References to awards in previous cases
"We wholly agree with the ruling in Rantzen that juries should not a present be reminded of previous libel awards by juries. The awards will have been made in the absence of specific guidance by the judge and may themselves by very unreliable markers".
References to awards in personal injury cases
"The conventional compensatory scales in personal injury cases must be taken to represent fair compensation in such cases unless and until those scales are amended by the courts or by Parliament. It is in our view offensive to public opinion and rightly so, that a defamation plaintiff [claimant] should recover damages for injury to reputation greater, perhaps a by a significant factor, than if that same plaintiff [claimant]had been rendered a helpless cripple or an insensate vegetable. The time has in our view come when judges and counsel should be free to draw the attention of juries to these comparisons".
Conclusion
"The modest but important changes in practice described above would not in our view undermine the enduring constitutional position of the libel jury. Historically, the significance of the libel jury has lain not in their role of assessing damages, but their role of deciding whether the publication complained of is a libel or no. The changes which we favour will, in our opinion, buttress the constitutional role of the libel jury by rendering their proceedings more rational and so more acceptable to the public opinion".
Injunction
Where a claimant has brought successful defamation proceedings against a defendant he may easily obtain an injunction to prevent any further publication of the defamatory statement.
However, a claimant may also wish to seek to obtain an injunction against an alleged defamer before proceedings have begun. In Bonnard v Perryman (1891) 2 Ch 269 the court held that whilst it had jurisdiction to prevent or restrain publication by the use of an interloctury injunction this jurisdiction was strictly discretionary and only to be used in cases where, if a jury were to find the words complained of not defamatory, that verdict would be set aside as unreasonable and where, although the defendant swears he has a plea of justification, the Court can be totally sure that it would fail. An injunction was not granted on the facts of the case and the court added that it would only be granted in the most 'exceptional cases', the court would not interfere and wished to leave the relevant matters to the jury.

==*==

**Aim of the task:** Continue the passage on defamation remedies, starting after its last sentence.

Dataset rows:
==*==

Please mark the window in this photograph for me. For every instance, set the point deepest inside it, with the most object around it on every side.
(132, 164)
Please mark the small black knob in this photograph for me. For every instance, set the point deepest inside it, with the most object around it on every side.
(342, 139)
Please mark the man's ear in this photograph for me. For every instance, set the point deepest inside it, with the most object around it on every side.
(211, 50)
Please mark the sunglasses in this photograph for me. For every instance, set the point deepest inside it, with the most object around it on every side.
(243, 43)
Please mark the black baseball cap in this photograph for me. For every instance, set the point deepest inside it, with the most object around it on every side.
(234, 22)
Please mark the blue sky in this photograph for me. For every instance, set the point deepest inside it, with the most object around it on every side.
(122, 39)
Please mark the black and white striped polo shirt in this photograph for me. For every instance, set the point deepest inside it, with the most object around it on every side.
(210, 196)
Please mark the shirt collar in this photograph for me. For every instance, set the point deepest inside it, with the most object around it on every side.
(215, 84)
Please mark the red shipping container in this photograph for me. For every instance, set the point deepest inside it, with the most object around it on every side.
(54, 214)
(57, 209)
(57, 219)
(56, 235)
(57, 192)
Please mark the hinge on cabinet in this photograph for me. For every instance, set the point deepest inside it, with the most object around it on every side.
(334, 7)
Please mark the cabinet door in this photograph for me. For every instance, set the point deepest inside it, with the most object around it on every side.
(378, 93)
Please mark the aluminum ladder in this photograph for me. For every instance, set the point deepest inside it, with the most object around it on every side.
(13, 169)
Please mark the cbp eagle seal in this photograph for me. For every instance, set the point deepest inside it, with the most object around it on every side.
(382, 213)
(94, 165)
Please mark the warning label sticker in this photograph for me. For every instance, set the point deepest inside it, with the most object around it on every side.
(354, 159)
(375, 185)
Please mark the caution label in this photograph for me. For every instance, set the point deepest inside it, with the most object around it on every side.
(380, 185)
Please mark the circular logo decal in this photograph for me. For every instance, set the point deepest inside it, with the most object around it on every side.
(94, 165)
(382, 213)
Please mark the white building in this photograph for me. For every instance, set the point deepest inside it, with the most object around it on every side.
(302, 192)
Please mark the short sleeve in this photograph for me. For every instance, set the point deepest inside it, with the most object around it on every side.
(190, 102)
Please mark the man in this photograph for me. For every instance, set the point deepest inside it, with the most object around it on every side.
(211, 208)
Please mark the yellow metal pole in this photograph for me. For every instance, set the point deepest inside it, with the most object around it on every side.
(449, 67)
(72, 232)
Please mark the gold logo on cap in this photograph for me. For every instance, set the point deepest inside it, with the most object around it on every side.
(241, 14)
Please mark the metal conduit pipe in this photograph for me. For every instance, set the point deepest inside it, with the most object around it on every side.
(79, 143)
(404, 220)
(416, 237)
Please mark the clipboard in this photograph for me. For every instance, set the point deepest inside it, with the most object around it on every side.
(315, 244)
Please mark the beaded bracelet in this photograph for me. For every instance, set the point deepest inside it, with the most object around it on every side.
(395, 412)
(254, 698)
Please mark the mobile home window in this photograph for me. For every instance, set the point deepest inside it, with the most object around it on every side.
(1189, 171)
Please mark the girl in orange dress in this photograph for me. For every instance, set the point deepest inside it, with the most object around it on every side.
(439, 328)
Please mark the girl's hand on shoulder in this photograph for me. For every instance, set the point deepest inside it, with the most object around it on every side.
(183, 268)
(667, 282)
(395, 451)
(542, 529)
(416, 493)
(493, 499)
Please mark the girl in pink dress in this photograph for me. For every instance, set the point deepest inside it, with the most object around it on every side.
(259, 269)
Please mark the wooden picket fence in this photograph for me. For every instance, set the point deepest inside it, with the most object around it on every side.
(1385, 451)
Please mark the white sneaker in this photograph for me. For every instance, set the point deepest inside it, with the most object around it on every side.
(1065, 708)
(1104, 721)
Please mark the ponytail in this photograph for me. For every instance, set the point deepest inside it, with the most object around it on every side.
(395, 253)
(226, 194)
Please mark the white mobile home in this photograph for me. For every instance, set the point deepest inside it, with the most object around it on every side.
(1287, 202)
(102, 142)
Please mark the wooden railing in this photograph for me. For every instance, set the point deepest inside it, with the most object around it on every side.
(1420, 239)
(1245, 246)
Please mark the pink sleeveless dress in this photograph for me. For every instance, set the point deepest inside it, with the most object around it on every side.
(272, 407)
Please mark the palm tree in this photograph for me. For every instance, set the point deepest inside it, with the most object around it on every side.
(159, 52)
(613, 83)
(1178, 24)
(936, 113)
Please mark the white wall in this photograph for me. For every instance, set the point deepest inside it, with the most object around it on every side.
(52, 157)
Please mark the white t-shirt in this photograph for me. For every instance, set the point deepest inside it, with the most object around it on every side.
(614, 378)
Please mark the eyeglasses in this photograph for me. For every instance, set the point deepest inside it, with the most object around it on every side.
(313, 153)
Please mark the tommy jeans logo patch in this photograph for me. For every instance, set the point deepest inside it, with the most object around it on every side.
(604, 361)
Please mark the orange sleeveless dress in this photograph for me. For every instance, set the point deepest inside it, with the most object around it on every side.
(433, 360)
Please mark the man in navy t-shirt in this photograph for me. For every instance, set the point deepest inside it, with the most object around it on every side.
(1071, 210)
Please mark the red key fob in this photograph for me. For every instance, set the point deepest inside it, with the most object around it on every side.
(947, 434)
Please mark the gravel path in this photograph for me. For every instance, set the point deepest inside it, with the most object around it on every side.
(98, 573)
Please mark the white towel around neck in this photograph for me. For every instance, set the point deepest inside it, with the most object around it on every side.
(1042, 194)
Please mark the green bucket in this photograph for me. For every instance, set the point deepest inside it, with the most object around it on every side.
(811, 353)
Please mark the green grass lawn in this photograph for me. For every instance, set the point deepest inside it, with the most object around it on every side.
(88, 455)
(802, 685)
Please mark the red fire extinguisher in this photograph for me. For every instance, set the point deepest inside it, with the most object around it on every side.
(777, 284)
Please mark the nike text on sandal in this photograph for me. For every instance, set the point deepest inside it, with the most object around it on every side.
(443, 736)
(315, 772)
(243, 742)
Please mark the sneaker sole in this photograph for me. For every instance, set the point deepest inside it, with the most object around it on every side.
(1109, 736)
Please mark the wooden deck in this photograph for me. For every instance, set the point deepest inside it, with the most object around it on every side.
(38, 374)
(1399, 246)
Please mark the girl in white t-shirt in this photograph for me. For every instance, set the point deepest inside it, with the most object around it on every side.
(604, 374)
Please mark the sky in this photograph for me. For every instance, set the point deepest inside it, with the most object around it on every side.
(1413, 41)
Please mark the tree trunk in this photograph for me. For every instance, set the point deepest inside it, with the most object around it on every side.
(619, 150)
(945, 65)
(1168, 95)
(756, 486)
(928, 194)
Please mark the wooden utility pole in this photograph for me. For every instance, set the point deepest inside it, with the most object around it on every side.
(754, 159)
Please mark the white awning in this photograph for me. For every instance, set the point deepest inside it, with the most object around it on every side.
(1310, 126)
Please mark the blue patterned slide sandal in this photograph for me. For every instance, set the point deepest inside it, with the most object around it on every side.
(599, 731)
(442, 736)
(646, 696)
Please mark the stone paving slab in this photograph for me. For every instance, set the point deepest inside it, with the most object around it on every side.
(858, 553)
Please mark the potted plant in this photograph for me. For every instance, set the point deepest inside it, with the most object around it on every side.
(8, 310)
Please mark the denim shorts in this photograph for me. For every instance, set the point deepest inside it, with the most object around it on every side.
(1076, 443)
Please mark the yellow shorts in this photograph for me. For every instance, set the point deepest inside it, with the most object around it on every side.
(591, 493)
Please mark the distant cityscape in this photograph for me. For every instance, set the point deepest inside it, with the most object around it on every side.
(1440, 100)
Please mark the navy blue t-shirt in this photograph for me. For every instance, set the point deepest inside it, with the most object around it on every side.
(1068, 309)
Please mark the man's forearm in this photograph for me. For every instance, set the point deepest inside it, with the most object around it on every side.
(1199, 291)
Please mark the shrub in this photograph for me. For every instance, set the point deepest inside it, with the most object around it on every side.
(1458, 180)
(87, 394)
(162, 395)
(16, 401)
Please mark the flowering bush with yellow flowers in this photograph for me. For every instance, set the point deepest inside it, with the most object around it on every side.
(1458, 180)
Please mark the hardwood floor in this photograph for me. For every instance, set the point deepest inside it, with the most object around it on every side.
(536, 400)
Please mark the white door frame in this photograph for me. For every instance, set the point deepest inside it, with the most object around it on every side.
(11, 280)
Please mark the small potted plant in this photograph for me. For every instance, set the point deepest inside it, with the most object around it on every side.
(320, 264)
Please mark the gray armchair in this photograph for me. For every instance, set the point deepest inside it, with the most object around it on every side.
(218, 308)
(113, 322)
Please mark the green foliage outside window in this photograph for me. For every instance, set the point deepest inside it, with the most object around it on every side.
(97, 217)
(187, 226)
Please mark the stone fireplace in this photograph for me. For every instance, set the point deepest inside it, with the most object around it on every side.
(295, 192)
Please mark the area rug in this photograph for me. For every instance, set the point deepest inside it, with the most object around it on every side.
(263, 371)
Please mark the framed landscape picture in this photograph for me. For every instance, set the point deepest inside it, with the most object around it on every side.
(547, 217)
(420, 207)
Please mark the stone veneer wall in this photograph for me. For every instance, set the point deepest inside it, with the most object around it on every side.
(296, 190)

==*==

**Task output:**
Lord Denning explained the rationale of this rule in Fraser v Evans [1969] 1 QB 349 and applied and expanded it a little in Harakas and others v Baltic Merchantile and Shipping Exchange Ltd and another [1982] 1 WLR 958.
There is an exception to the rule in Bonnard v Perryman provided by A-G v News Group Newspapers Ltd [1987] QB 1 whereby an injunction shall be granted if the conditions of the Contempt of Court Act, 1981 are fulfilled. In that case an injunction was obtained against the News of the World to prevent it from publishing several allegations. The claimant had already issued defamation proceedings against the News of the World for allegations published in earlier editions. The statements to be published had been published by the Mail on Sunday, against whom the claimant also had an injunction, although the News of the World claimed that its information was from independent investigations.
In cases where a libel is threatened by the defendant the claimant may obtain a quia timet injunction following the decision in British Data Management plc v Boxer Commercial Removal plc and another [1996] 3 All ER 707. The claimant must be able to show to the court with certainty the gist of the threatened libel, a verbatim record is not necessary.